Pictures are to be left out, and only the lines from the one containing "Greenhouse-scouting request: tag the black" through the last line of the data are to be returned exactly.

#####

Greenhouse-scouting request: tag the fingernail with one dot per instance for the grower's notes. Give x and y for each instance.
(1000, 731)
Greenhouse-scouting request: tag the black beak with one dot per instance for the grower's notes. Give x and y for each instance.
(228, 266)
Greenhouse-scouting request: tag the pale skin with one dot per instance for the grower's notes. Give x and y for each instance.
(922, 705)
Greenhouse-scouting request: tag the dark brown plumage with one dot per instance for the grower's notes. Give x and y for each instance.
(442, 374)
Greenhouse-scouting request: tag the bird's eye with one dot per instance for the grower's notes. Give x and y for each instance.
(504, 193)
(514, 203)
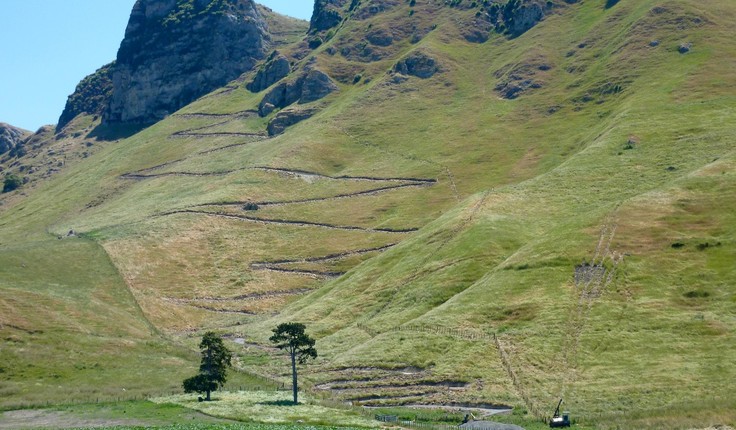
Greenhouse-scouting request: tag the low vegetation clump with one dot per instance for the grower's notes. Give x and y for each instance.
(270, 407)
(12, 182)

#####

**Answer space:**
Greenhouse-scouting request: tag the black beak with one dot per instance for the grower's notes. Give x and y for each instance.
(228, 266)
Greenhouse-scouting request: tag the pale skin with one dot per instance for the grower's notes. Give x and y for each instance.
(922, 705)
Greenhouse-scouting request: tag the dark brown plumage with one dot per instance for the grower's notes. Give x and y for each instance.
(442, 374)
Greenhouse-scouting request: tag the bird's eye with one dot per instance for the grower's notes. Give x and y for each instance.
(504, 193)
(514, 203)
Greenhouse-scouting request: tag the low vegetation clump with one dot per instance for the grower's notes. Give x and y for each instance.
(270, 407)
(12, 182)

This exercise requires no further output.